→ **Try it**: Exactly the line that contains "Task: indicate the brown plumage." and the lines following it to the end of the data are to be reproduced, and nothing more.

→ **Data**:
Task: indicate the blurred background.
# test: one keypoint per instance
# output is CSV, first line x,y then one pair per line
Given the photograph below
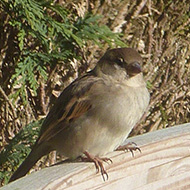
x,y
45,45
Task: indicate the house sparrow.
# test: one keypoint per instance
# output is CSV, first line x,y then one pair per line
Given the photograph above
x,y
95,113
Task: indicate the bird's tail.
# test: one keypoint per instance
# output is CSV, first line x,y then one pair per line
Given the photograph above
x,y
37,152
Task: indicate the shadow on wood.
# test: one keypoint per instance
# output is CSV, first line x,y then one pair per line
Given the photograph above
x,y
163,164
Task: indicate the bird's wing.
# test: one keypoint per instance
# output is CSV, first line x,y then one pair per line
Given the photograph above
x,y
71,104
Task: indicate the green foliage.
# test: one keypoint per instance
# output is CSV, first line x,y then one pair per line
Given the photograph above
x,y
15,152
46,34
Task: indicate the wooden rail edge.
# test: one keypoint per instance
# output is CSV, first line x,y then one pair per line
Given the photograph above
x,y
163,164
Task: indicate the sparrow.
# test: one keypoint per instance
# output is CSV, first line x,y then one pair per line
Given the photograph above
x,y
95,113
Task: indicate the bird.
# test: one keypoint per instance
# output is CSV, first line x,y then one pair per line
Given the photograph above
x,y
95,113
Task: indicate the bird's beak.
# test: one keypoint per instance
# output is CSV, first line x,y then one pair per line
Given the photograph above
x,y
133,69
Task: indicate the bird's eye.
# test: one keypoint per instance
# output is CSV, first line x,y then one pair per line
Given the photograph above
x,y
120,61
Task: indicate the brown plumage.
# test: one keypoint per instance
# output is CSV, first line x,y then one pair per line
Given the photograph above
x,y
96,112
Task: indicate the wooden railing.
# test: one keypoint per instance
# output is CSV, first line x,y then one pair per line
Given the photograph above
x,y
163,164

→ **Your response**:
Task: indicate the brown plumage.
# test: one keypoint per instance
# output is CSV, first line x,y then one pair per line
Given the photograph above
x,y
96,112
Task: indicate the wooden railing.
# test: one keypoint per instance
# output is CSV, first line x,y then one pair per line
Given the photograph above
x,y
163,164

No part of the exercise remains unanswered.